Locate every line in the rows below that contains the word "light" and copy each one out in full.

====

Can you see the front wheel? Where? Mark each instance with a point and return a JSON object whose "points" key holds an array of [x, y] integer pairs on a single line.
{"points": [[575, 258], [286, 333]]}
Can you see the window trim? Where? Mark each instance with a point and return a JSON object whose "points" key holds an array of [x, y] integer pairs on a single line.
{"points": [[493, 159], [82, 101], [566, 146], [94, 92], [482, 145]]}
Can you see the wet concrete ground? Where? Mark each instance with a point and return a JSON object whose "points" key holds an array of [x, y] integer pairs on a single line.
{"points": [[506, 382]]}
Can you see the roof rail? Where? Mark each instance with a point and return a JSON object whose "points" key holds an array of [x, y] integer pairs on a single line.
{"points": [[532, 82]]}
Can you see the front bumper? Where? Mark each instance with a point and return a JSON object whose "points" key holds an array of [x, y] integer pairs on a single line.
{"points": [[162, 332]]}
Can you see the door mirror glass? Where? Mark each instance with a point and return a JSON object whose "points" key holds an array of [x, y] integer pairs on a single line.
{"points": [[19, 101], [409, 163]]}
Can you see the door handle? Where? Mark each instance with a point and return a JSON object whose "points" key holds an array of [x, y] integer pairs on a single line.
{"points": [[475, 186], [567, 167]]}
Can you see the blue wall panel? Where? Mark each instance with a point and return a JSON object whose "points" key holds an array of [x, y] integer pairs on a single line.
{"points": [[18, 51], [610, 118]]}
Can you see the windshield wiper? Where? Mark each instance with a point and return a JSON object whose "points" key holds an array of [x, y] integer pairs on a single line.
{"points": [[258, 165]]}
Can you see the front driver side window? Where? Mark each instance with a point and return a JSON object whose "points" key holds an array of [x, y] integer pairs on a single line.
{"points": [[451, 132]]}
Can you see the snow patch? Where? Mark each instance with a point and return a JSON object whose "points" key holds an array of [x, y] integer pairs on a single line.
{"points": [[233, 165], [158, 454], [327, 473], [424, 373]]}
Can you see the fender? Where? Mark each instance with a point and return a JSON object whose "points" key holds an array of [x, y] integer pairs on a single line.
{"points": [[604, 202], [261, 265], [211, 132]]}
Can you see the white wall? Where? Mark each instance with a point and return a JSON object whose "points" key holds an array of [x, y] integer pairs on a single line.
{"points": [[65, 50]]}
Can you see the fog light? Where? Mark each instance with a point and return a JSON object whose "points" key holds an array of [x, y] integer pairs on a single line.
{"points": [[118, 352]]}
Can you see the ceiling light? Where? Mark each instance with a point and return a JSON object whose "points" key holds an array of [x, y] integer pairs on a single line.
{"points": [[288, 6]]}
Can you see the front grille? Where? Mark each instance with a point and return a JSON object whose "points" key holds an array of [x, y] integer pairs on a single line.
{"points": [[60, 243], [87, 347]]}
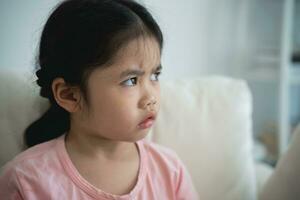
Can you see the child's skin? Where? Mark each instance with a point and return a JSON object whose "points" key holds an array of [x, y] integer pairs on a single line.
{"points": [[105, 130]]}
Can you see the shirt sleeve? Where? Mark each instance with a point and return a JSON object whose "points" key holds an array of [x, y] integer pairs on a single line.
{"points": [[9, 185], [185, 189]]}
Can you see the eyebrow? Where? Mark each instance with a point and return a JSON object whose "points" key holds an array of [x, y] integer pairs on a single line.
{"points": [[138, 72]]}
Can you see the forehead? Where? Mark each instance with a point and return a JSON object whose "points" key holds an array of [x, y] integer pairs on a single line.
{"points": [[142, 53]]}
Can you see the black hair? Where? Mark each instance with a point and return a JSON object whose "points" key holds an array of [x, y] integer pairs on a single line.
{"points": [[78, 37]]}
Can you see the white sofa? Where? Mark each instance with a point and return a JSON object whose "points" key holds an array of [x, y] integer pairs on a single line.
{"points": [[207, 121]]}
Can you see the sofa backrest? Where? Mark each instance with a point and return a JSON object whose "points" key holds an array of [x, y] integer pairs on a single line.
{"points": [[207, 121]]}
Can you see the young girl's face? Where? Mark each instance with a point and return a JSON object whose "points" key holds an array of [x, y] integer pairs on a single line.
{"points": [[124, 97]]}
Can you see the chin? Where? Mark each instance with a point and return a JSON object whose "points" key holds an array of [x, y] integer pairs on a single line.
{"points": [[139, 136]]}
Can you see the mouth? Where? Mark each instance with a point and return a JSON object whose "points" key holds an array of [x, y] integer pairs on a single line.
{"points": [[148, 121]]}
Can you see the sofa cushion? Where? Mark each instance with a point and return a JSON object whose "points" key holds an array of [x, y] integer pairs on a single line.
{"points": [[207, 121]]}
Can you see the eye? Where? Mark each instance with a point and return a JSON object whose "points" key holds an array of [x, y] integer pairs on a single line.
{"points": [[154, 77], [130, 82]]}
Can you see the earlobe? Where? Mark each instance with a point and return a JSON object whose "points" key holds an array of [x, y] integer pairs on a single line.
{"points": [[66, 96]]}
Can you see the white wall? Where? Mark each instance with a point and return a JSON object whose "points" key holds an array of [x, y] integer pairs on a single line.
{"points": [[20, 26], [196, 39]]}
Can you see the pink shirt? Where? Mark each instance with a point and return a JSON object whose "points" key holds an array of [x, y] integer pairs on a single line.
{"points": [[45, 171]]}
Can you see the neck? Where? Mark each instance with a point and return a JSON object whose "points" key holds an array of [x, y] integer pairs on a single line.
{"points": [[97, 147]]}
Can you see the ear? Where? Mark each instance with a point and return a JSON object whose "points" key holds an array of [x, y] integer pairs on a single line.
{"points": [[66, 96]]}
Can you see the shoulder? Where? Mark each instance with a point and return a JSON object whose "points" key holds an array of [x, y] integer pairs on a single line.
{"points": [[31, 161]]}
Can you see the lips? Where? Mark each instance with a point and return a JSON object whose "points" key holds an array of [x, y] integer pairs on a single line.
{"points": [[148, 121]]}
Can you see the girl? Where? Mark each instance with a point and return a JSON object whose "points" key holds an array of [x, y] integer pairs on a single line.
{"points": [[99, 63]]}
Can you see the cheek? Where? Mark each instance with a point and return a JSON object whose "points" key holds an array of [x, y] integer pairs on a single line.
{"points": [[115, 109]]}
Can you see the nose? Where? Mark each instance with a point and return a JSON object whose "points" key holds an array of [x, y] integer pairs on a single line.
{"points": [[149, 99], [148, 103]]}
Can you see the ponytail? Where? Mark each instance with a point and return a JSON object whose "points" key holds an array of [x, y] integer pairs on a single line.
{"points": [[54, 123]]}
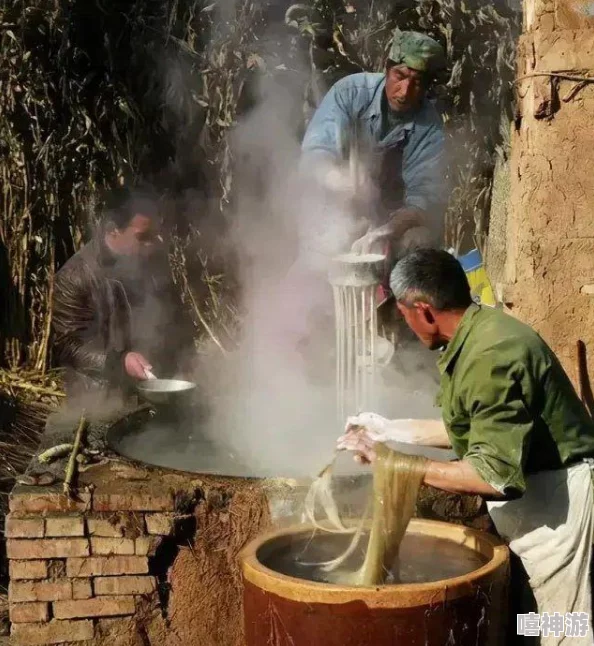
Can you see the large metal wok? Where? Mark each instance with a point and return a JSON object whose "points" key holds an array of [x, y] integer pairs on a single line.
{"points": [[171, 440]]}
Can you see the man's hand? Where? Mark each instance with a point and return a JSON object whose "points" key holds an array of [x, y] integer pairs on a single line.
{"points": [[401, 221], [137, 366], [364, 430], [371, 242]]}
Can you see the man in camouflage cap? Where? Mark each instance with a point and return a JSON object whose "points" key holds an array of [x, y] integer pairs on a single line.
{"points": [[396, 133]]}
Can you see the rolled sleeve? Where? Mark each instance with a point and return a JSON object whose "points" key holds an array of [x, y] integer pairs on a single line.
{"points": [[500, 428], [423, 170], [326, 135]]}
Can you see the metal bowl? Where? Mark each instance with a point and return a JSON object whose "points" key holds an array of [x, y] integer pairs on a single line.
{"points": [[166, 391]]}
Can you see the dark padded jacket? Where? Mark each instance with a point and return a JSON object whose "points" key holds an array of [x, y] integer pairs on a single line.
{"points": [[92, 316]]}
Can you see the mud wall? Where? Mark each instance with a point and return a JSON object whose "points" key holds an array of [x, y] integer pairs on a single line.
{"points": [[548, 277]]}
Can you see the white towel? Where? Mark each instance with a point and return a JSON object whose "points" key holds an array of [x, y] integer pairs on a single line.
{"points": [[551, 529]]}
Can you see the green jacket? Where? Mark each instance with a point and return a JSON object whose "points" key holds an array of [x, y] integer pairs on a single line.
{"points": [[508, 406]]}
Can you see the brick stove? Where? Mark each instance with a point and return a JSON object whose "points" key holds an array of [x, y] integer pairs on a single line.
{"points": [[141, 556], [74, 562], [146, 556]]}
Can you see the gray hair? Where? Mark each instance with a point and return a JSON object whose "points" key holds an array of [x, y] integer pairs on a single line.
{"points": [[431, 276]]}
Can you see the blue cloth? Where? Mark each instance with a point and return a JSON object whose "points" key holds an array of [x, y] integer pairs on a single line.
{"points": [[357, 99]]}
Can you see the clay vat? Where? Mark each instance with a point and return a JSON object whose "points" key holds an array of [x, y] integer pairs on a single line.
{"points": [[281, 610]]}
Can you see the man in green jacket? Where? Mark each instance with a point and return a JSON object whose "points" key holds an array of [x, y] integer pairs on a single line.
{"points": [[523, 437]]}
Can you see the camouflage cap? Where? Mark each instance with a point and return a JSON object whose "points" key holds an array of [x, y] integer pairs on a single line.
{"points": [[417, 51]]}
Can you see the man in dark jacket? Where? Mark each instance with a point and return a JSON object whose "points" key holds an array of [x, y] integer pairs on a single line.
{"points": [[116, 316]]}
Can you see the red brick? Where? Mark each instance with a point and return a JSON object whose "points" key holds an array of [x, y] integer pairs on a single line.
{"points": [[65, 526], [123, 524], [82, 589], [40, 500], [27, 569], [108, 546], [106, 527], [54, 632], [28, 613], [97, 607], [132, 500], [146, 545], [23, 527], [160, 524], [106, 566], [21, 591], [124, 585], [46, 548]]}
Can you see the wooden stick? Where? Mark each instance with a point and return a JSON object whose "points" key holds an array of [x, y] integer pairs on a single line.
{"points": [[72, 460], [585, 387]]}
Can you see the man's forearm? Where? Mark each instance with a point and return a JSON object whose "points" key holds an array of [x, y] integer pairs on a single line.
{"points": [[458, 477]]}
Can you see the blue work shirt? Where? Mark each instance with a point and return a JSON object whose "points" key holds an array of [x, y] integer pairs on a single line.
{"points": [[358, 99]]}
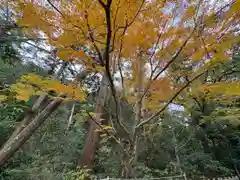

====

**Answer for this exercise**
Can you see the fog light? Where? Mark each instance with a point and return a JSON object whose "points" key holds an array of [x, y] integer pairs on a single line.
Can you see the ceiling light? Where? Mark each instance with a point and return a JSON object whose "points" key holds an array of [x, y] integer pairs on a single line.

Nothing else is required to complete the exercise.